The records:
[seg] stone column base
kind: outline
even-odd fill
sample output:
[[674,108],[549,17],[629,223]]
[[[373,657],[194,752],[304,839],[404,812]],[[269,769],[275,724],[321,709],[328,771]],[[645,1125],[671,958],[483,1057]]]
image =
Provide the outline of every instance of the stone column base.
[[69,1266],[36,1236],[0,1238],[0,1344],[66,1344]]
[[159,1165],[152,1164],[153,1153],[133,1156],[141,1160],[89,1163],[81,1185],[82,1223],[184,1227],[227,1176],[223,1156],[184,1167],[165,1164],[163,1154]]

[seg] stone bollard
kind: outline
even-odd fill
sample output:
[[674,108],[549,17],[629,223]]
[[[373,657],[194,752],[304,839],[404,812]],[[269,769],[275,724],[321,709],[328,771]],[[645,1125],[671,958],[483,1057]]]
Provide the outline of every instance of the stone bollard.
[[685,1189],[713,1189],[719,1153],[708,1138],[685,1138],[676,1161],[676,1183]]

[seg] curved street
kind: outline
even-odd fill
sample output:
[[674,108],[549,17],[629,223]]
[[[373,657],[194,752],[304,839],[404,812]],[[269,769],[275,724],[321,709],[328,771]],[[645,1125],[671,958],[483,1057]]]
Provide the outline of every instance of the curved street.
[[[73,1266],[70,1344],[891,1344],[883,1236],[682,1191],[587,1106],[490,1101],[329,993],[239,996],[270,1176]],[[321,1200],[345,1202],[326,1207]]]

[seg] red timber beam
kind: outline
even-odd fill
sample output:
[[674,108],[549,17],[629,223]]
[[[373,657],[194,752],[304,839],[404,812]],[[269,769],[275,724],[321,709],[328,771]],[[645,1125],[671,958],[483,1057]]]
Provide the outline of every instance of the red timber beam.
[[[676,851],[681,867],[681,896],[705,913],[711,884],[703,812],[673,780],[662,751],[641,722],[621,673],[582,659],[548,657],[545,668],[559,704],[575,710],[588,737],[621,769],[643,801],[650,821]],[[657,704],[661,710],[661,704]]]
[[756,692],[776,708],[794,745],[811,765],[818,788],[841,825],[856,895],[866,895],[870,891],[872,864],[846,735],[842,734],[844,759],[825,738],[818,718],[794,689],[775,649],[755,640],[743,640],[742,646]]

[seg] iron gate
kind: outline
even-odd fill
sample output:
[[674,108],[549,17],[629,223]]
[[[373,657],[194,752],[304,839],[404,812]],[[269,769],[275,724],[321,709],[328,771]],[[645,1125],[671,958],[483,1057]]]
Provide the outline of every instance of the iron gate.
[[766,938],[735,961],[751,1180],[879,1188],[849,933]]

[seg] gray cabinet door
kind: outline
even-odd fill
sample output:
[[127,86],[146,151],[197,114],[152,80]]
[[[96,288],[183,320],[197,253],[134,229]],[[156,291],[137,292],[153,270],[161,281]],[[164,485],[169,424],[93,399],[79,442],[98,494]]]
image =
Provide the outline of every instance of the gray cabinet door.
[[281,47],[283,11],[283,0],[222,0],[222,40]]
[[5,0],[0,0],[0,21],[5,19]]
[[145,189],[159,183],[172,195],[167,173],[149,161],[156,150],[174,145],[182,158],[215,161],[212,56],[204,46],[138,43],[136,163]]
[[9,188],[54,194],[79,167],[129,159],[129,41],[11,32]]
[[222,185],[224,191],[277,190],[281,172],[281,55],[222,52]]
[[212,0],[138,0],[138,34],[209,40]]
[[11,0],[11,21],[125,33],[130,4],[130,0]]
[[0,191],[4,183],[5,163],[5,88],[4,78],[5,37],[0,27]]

Exercise task:
Return every line from the line with "[seg] red timber beam" to the line with "[[766,938],[735,961],[751,1180],[879,1188],[849,933]]", including both of those lines, and copy each one character for character.

Final result:
[seg] red timber beam
kind: outline
even-odd fill
sample output:
[[674,108],[549,17],[629,223]]
[[[373,657],[194,752],[304,839],[404,812]],[[269,769],[275,724],[321,709],[328,771]],[[645,1125],[671,958],[483,1057]]]
Provide the outline of every instance of the red timber beam.
[[[676,851],[681,867],[681,896],[705,913],[711,884],[703,812],[673,780],[662,751],[641,722],[621,673],[582,659],[548,657],[545,668],[559,704],[575,710],[588,737],[621,769],[643,801],[650,821]],[[657,704],[661,710],[661,704]]]
[[756,692],[776,708],[794,745],[811,765],[818,788],[841,825],[856,895],[866,895],[870,891],[872,864],[846,735],[842,734],[844,759],[825,738],[818,718],[794,689],[775,649],[755,640],[743,640],[742,646]]

[seg] iron gate
kind: outline
even-odd fill
sample output:
[[674,108],[549,17],[629,223]]
[[[373,657],[194,752],[304,839],[404,812]],[[269,769],[275,724],[321,709],[328,771]],[[645,1125],[671,958],[483,1057]]]
Provide the outline of every instance of the iron gate.
[[766,938],[735,961],[751,1180],[879,1188],[849,933]]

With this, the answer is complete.